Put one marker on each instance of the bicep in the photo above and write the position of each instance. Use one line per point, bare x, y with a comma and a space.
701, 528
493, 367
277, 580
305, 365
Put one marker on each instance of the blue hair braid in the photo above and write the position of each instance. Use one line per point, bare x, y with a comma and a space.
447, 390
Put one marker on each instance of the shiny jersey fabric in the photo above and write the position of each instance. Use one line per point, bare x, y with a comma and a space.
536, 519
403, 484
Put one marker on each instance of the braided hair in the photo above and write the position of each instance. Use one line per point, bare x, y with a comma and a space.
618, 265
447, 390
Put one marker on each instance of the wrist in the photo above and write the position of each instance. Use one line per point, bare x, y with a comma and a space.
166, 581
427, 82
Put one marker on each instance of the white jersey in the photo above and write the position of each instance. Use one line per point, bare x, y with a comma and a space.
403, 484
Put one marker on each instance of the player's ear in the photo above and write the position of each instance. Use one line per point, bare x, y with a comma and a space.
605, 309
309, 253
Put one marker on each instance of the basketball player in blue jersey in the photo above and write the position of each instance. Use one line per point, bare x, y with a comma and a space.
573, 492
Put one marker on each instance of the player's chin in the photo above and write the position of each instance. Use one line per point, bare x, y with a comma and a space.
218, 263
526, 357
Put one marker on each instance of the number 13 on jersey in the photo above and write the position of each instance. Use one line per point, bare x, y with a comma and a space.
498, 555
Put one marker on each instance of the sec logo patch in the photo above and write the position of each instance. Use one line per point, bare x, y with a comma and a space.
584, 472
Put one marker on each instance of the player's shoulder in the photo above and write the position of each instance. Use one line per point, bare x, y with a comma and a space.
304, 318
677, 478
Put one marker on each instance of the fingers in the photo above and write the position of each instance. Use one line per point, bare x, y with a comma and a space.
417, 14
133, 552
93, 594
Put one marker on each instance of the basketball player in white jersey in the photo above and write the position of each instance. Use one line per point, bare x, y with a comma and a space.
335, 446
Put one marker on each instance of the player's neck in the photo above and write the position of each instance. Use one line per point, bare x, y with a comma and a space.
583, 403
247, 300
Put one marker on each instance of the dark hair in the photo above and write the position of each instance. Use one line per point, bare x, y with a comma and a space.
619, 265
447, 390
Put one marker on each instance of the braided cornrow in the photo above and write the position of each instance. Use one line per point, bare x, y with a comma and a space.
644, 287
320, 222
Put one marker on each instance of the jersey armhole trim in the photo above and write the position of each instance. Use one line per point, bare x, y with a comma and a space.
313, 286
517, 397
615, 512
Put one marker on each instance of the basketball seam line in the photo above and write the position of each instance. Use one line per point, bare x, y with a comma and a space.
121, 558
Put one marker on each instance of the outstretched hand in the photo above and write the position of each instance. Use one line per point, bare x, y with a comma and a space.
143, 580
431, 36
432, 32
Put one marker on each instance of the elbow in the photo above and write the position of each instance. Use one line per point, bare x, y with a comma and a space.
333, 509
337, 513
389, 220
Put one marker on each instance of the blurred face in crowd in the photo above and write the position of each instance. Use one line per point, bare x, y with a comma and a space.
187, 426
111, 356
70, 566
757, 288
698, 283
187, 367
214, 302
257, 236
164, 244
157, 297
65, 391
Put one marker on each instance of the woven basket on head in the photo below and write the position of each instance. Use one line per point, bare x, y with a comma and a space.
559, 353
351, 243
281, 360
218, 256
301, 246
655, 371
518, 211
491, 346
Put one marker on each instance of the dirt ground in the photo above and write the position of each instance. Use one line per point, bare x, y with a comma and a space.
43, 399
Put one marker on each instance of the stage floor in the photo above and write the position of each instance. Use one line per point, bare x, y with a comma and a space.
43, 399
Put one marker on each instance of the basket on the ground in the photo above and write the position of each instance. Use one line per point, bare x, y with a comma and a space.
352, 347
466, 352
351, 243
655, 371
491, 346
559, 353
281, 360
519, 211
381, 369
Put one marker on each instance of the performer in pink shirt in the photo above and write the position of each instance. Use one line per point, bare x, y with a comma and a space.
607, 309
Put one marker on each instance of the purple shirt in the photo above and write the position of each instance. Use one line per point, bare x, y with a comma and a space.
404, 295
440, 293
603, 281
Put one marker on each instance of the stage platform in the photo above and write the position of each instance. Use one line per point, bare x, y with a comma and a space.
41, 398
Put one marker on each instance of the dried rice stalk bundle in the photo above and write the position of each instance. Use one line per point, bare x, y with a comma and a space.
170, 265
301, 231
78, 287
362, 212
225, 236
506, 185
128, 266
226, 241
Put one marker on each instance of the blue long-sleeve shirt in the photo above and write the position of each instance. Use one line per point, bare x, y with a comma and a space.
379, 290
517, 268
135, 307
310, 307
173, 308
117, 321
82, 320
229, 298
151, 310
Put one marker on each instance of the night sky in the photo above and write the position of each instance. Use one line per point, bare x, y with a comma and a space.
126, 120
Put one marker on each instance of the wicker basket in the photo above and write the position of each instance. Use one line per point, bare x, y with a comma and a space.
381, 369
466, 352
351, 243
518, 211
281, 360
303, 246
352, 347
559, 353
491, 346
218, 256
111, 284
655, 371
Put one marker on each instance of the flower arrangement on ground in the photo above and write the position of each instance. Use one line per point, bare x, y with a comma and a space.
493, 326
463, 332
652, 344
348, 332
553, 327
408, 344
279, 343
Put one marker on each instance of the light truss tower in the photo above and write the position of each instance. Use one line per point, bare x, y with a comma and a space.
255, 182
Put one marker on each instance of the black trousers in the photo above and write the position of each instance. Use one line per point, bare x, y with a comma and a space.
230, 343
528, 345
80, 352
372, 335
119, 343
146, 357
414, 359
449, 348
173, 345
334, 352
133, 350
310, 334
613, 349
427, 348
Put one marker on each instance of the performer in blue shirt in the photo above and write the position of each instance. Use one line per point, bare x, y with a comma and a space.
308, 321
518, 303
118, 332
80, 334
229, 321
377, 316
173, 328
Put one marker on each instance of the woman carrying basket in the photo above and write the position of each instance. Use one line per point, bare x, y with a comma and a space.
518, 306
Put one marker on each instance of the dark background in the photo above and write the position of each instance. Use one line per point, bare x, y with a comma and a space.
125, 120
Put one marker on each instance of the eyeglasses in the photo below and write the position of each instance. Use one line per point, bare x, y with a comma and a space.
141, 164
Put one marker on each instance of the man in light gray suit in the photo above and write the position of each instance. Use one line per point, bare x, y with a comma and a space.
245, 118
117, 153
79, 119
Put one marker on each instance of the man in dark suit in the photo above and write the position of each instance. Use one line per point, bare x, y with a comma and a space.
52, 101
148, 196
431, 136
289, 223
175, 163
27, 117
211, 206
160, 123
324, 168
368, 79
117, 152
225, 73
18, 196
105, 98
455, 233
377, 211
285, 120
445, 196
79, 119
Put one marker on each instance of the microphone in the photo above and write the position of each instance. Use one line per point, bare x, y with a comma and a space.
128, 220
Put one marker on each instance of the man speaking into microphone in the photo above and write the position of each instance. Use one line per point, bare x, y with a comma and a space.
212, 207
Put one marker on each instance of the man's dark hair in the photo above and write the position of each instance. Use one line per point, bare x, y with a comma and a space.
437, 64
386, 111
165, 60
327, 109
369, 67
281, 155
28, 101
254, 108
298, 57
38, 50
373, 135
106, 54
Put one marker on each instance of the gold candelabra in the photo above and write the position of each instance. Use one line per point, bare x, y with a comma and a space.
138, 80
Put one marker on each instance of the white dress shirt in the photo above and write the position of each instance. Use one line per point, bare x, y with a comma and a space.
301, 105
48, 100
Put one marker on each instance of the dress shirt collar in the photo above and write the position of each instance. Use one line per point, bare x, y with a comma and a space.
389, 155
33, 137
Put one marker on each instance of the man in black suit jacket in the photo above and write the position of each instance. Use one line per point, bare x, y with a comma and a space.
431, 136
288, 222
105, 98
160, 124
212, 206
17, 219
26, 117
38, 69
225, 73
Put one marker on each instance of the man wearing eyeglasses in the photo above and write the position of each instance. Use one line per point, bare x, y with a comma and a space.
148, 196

__WHAT YOU WILL DO__: Can you rewrite the lines starting with the one that contains "Put one marker on each instance of the man wearing" and going on through the end of the records, changing "eyeglasses" to "sunglasses" and leaving everything else the same?

__SOLUTION FOR THIS TASK__:
Put one marker on each instance of the man wearing sunglasses in the photo above and write the position of each instance. Use one line per point, bare x, y with a comma and a space.
148, 196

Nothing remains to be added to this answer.